Job: Extract each line of the material that follows exactly and omit its pictures.

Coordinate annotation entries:
________________________________________

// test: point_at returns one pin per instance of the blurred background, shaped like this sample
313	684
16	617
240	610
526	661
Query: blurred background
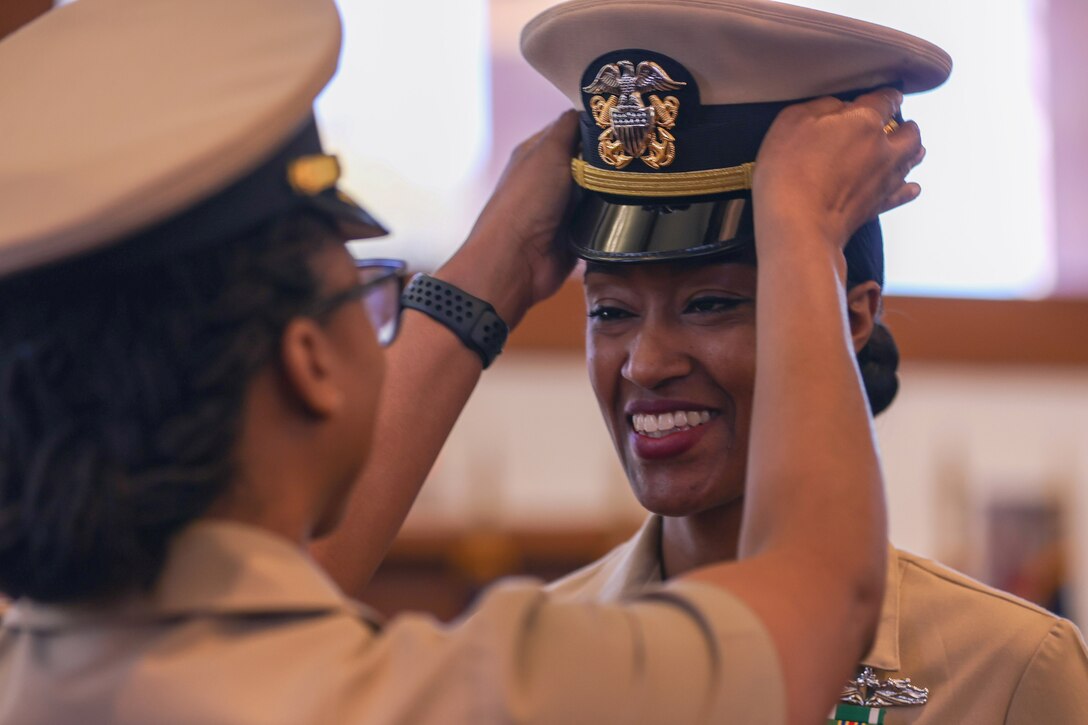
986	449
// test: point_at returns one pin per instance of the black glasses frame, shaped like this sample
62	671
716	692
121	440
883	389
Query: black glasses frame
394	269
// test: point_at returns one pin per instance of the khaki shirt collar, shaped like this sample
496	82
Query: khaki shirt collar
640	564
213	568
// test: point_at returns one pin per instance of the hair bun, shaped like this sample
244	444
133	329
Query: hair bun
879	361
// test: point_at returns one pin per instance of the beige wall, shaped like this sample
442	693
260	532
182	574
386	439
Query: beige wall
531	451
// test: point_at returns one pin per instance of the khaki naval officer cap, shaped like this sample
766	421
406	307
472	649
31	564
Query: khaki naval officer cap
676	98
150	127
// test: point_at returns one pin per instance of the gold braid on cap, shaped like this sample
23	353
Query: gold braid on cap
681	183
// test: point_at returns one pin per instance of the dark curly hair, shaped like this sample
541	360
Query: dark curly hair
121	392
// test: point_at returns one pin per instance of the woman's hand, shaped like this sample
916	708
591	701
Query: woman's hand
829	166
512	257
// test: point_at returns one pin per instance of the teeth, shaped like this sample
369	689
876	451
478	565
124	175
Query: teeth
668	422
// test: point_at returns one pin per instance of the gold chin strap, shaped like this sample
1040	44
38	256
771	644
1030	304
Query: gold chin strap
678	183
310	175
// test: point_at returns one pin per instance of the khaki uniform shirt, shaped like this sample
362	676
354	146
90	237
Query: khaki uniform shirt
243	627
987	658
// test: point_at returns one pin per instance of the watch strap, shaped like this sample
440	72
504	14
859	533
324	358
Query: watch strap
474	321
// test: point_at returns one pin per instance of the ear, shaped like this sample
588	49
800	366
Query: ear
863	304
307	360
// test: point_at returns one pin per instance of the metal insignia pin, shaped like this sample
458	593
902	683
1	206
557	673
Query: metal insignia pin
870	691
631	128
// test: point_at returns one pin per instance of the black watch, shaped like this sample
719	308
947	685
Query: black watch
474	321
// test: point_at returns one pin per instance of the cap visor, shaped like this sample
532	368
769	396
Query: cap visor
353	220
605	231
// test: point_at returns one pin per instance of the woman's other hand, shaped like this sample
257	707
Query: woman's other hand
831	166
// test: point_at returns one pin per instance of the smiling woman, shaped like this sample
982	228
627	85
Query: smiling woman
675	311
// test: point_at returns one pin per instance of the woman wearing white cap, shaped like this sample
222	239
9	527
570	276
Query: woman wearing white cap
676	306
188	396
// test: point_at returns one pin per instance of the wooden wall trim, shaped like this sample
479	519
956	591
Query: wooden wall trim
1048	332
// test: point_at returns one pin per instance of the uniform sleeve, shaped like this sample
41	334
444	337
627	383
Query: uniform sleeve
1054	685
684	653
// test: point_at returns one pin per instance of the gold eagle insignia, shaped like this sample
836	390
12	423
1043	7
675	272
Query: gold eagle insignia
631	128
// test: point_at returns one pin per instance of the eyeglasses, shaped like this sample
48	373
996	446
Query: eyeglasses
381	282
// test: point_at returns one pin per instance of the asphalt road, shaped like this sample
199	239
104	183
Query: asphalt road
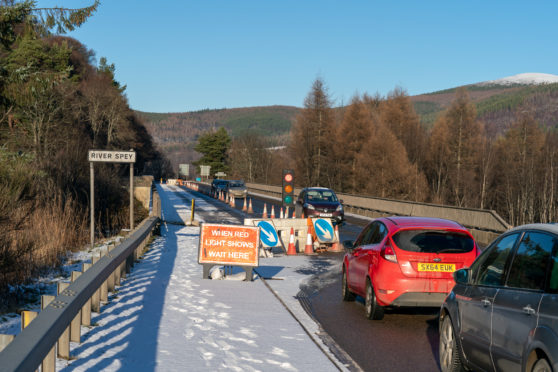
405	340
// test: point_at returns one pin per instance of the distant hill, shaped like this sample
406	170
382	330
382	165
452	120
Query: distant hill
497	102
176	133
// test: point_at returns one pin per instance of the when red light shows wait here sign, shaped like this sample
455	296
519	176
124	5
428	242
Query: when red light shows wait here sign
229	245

________________________________________

Reply:
// test: point_at returns one pin per instance of the blurred background, shaped like this sample
313	684
16	617
240	610
526	661
Query: blurred background
986	449
// test: point_at returns one pin per instance of the black glasses frame, shaped like this sample
62	671
716	692
121	440
883	389
Query: black glasses frame
394	269
// test: point_at returns one pin per instance of the khaki shirt collar, shaped like this sample
496	82
Query: khaki shirt collar
640	564
213	568
// test: point_at returns one pin per instance of the hair bun, shaped like this sample
244	444
133	329
Query: hair bun
879	361
// test: point_at returns one pin per instance of the beige wall, shaped like this sample
442	693
260	532
182	574
386	439
Query: beige wall
531	451
// test: point_at returns one pin per instance of the khaki naval officer cap, shaped like this sample
766	421
406	307
472	649
31	564
Query: khaki naval officer cap
676	98
150	127
// test: point_at returns one pin per instance of the gold braid on cap, shaped like this sample
23	353
Query: gold braid on cap
681	183
// test: point_at returns one pin per instance of the dark curly hair, shaped like this sample
541	360
Query: dark curly hair
121	392
// test: point_at returns one pin per instance of the woman's hand, shaped like this sample
916	708
591	701
Query: woman's hand
829	166
512	257
// test: point_at returns one pin per instance of the teeth, shaped like this sample
369	689
876	451
478	565
124	175
Query: teeth
668	422
// test: point_at returns one pin per instance of the gold chin strap, shaped like this sample
1040	44
38	256
771	644
1030	304
Query: gold chin strap
678	183
310	175
// test: point_at returns one pin per instance of the khaki uniform shirt, shaped like this sample
362	676
354	146
90	237
Query: khaki uniform shirt
243	627
987	658
// test: point_at returns one pin per instance of the watch strap, shaped like this sample
440	72
504	14
859	533
324	358
Query: watch strap
474	321
// test: point_at returns one pin per instance of the ear, shaped like this sample
588	49
800	366
Query: ear
863	304
307	360
// test: point_at returns one pin per instance of the metal insignia pin, shaped like this sample
458	593
902	683
1	206
557	673
Query: metal insignia pin
870	691
631	128
// test: point_at returns one pin per instance of the black watch, shaped like this sample
719	308
947	685
Query: black watch
474	321
// test: point_at returns one pin per instance of the cap visor, shaped like this sample
532	368
769	396
Query: cap visor
353	220
605	231
// test: point_at returns one pin per instance of the woman's other hand, shaped like this sample
257	707
Query: woman's other hand
831	166
// test: point_at returns one pin per instance of the smiling woman, shaped like this sample
982	228
627	85
Query: smiling woman
675	311
// test: point_at returns one pin per instance of the woman wearing white cap, shaped like this sample
222	239
9	527
570	276
Query: woman wearing white cap
676	306
188	396
// test: point_at returns one pin per instance of the wooden wall trim, shaped like this sample
479	519
956	591
Query: wooden wall trim
1048	332
// test: point_at returns one pin per instance of the uniform sleeve, shaped like this sample
41	334
444	337
627	383
Query: uniform sleeve
1054	685
684	653
// test: point_at returns one pin per instance of the gold eagle insignia, shaped like this sample
836	390
12	423
1043	7
675	272
Query: gold eagle insignia
631	128
// test: point_at returns one pin per instance of the eyeglasses, shaped like this sample
48	373
996	446
Query: eyeglasses
381	282
// test: point_at returns one pin per instance of the asphalt road, shaped like this sample
199	239
104	183
Query: asphalt road
405	340
// test: point_at returns one pin per instance of the distant hill, shaped like this sample
406	170
382	330
382	165
452	120
Query: distant hill
497	102
176	133
// test: point_at returns one pin per instance of the when red light shows wait here sign, shaped like this sample
455	296
519	176
124	5
428	242
Query: when red light shows wait here sign
229	245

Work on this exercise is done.